**Die Aufgaben**
1 – Wie hoch ist laut dem Text über Einwanderung der Anteil der erwerbstätigen Zuwanderer?
2 – Setzen Sie den Text über Einwanderung bitte nach seinem letzten Satz fort.

**Zitierter Auszug**
Einwanderung kann auch eine Last sein

Viele Immigranten in Deutschland haben selbst nach Jahrzehnten noch schlechtere Ausbildungen, Berufe und Einkommen als Einheimische

Teilen!

Von Hannes Koch

03. Mai. 2016 –

Über Einwanderung scheiden sich die Geister. Man kann sie ablehnen. Man kann sie auch für moralisch geboten, wirtschaftlich sinnvoll oder unausweichlich halten. Aber selbst Befürworter von Immigration müssen sich mit einem unangenehmen Befund auseinandersetzen: Neubürger aufzunehmen stellt auch eine Last für die Gesellschaft des Gastlandes dar. Denn im Vergleich zu den Einheimischen sind Immigranten und ihre Nachkommen beispielsweise öfter arbeitslos – und kosten entsprechend.

 

Solche Informationen finden sich im Datenreport des Statistischen Bundesamtes (Destatis). „Zuwanderer in Deutschland sind geringer gebildet, seltener erwerbstätig, sie verdienen weniger und sind eher von Armut bedroht“, heißt es dort.

 

Die schlechtere Lage der Einwohner mit Migrationshintergrund lässt sich an ihrer Bildungssituation ablesen. Den Destatis-Zahlen zufolge, die bis 2014 reichen, haben 76 Prozent von ihnen keinen oder einen niedrigen Berufsabschluss. Bei den Einheimischen liegt dieser Anteil bei 68 Prozent. Nur 24 Prozent der Zuwanderer verfügen über einen mittleren und hohen Abschluss, während es bei Deutschen, die schon lange hier leben, 32 Prozent sind. In der zweiten und dritten Generation – den Kindern und Enkeln der ursprünglichen Einwanderer – nehmen diese Nachteile zwar ab. Spürbar sind sie trotzdem auch später.

 

Unterdurchschnittliche Bildung hat Auswirkungen auf die Chancen, eine bezahlte Arbeit zu finden. So liegt die Arbeitslosigkeit bei Menschen mit Migrationshintergrund höher als unter den Alteingesessenen. Nur 65 Prozent der Zuwanderer sind erwerbstätig, sieben Prozent arbeitslos, 29 Prozent wollen oder können nicht selbst für ihren Lebensunterhalt sorgen. Dagegen arbeiten 76 Prozent der Einheimischen, vier Prozent sind arbeitslos, 20 Prozent stehen dem Arbeitsmarkt nicht zur Verfügung.

Gespeicherte Einträge:
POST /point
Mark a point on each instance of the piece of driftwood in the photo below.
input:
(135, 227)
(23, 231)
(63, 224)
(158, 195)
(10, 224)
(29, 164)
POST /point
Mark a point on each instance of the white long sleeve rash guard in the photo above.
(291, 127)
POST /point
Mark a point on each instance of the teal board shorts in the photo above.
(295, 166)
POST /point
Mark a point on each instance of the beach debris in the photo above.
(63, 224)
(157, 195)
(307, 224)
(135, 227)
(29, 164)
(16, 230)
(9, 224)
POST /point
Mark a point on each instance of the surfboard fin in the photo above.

...

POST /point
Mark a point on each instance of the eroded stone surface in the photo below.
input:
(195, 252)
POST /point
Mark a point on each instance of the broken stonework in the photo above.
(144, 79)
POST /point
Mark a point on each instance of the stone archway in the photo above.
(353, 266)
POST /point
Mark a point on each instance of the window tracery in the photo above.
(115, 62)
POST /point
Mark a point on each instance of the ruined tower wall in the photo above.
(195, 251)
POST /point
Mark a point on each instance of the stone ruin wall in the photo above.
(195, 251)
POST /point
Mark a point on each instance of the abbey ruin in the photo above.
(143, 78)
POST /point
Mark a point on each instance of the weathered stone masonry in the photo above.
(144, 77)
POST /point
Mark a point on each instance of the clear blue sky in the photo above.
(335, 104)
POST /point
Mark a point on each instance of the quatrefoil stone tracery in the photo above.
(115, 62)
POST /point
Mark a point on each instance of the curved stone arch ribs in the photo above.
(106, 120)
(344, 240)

==

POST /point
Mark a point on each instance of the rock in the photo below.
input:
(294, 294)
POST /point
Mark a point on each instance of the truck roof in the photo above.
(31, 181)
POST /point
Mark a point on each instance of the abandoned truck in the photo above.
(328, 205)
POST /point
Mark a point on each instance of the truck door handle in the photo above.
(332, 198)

**Antworten in Reihenfolge**
1 – 65 Prozent

2 –
Eine besondere Problemgruppe bilden dabei die Gastarbeiter, die seit den 1960er Jahren in die Bundesrepublik geholt wurden, und ihre Nachkommen. Von diesen arbeiten nur 61 Prozent, während 38 Prozent erwerbslos sind oder sich nicht um bezahlte Stellen kümmern. Das hat einerseits etwas damit zu tun, dass die Gastarbeiter der ersten Generation nun in Rente gehen. Darin spiegelt sich aber auch, dass viele von ihnen weder eine Ausbildung hatten, noch hier eine erwarben, sondern als angelernte Arbeiter in den Fabriken schufteten. Diese Benachteiligung haben sie nicht selten an ihre Kinder weitergegeben.

 

In der Folge liegen die Einkommen von Einwanderern niedriger. Während alteingesessene Vollzeitbeschäftigte durchschnittlich 2.235 Euro Netto im Monat erzielen, sind es bei den Immigraten 2.000 Euro. Noch schlechter schneiden die Gastarbeiter und ihre Nachkommen ab: Sie kommen auf 1.946 Euro monatlich. Ein weiterer Effekt: Mehr Zuwanderer als Deutsche leben in Armut oder sind dadurch gefährdet.

 

Was sagt uns das? Diese sozialen Lagen kosten die Gesellschaft mehr als nötig – in finanzieller, aber auch kultureller Hinsicht. Wer arbeitslos und arm ist, nimmt oft nicht am gesellschaftlichen Leben teil, kann seine Interessen schlecht vertreten, wird ausgegrenzt oder grenzt sich selbst ab. So entstehen Parallelgesellschaften, die das Zusammenleben insgesamt gefährden.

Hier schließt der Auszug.